Extract »
──────────────────────────────
Class PreProcessFunction<T>


  • public class PreProcessFunction<T>
    extends Object
    A functional interface to pre-process the elements. These function are applied to element.value String's
    • Constructor Detail

      • PreProcessFunction

        public PreProcessFunction()
    • Method Detail

      • trim

        public static java.util.function.Function<String,​String> trim()
        Uses Apache commons StringUtils trim method
        Returns:
        the function to perform trim
      • toLowerCase

        public static java.util.function.Function<String,​String> toLowerCase()
        Uses Apache commons StringUtils lowerCase method
        Returns:
        the function to perform toLowerCase
      • numericValue

        public static java.util.function.Function<String,​String> numericValue()
        replaces all non-numeric characters in a string
        Returns:
        the function to perform numericValue
      • removeSpecialChars

        public static java.util.function.Function<String,​String> removeSpecialChars()
──────────────────────────────
Job 1 »
In the PreProcessFunction documentation, condense the paragraph beginning "A functional interface to pre-process the elements" into a short bulleted list that keeps its main facts.
──────────────────────────────
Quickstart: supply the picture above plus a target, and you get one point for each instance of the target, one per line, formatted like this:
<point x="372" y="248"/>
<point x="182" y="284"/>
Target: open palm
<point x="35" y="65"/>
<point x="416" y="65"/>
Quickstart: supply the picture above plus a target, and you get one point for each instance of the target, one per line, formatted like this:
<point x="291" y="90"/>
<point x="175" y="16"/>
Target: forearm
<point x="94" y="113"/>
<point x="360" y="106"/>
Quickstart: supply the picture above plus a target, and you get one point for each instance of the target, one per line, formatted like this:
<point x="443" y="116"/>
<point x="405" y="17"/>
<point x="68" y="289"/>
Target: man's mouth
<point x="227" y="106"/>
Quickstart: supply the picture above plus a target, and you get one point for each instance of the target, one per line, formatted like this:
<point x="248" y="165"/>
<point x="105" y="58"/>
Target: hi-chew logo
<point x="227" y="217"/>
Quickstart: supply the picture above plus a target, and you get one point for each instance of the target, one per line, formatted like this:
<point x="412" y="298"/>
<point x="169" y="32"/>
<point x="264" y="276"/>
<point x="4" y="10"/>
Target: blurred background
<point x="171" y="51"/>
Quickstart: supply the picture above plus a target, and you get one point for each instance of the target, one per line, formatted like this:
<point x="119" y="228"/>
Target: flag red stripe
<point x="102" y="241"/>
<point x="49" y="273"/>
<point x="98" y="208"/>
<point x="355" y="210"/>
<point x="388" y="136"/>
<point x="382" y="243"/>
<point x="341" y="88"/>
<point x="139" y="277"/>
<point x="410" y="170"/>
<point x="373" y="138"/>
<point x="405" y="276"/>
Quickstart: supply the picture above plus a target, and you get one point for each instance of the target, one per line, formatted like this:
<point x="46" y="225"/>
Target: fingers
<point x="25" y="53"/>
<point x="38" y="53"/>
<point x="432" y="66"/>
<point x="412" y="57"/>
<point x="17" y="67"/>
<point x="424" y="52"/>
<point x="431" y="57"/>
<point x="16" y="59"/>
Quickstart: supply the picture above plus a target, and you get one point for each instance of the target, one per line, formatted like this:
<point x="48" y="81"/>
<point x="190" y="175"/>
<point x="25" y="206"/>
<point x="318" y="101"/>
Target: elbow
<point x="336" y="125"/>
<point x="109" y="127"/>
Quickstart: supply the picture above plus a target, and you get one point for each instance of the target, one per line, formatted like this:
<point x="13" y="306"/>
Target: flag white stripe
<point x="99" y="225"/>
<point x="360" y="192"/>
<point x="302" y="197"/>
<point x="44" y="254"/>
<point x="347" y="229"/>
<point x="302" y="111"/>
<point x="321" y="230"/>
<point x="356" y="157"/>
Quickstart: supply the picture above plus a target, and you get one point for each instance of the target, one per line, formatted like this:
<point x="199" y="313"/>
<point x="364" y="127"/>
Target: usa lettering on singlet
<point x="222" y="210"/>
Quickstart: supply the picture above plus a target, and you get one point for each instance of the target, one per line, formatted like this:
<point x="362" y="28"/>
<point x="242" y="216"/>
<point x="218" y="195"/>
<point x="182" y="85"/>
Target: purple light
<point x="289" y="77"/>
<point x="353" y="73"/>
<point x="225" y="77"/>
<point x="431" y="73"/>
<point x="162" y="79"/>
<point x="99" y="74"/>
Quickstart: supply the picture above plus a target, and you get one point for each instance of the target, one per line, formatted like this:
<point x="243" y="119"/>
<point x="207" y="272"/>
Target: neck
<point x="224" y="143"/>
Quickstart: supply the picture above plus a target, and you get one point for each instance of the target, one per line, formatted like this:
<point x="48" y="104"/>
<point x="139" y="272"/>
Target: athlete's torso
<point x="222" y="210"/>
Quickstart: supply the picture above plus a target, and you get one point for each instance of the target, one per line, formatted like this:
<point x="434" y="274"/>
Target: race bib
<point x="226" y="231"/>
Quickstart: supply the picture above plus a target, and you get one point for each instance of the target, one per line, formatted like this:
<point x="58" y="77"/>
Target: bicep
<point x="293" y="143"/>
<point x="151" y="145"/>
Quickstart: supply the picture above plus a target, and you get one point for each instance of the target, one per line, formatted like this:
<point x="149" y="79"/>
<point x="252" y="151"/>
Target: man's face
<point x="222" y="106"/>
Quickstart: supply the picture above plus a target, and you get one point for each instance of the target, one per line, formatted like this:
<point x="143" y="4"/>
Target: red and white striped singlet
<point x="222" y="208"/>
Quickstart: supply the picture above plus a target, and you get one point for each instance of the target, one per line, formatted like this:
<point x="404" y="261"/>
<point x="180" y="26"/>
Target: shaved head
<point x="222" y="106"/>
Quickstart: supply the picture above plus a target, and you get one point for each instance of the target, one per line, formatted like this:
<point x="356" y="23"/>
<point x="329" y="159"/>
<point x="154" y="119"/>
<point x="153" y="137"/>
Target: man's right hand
──────────────────────────────
Job 2 »
Return each line of the records that contains the string "singlet".

Output 1 »
- Functional interface for pre-processing elements
- Its functions are applied to the String values in element.value

Output 2 »
Target: usa lettering on singlet
Target: red and white striped singlet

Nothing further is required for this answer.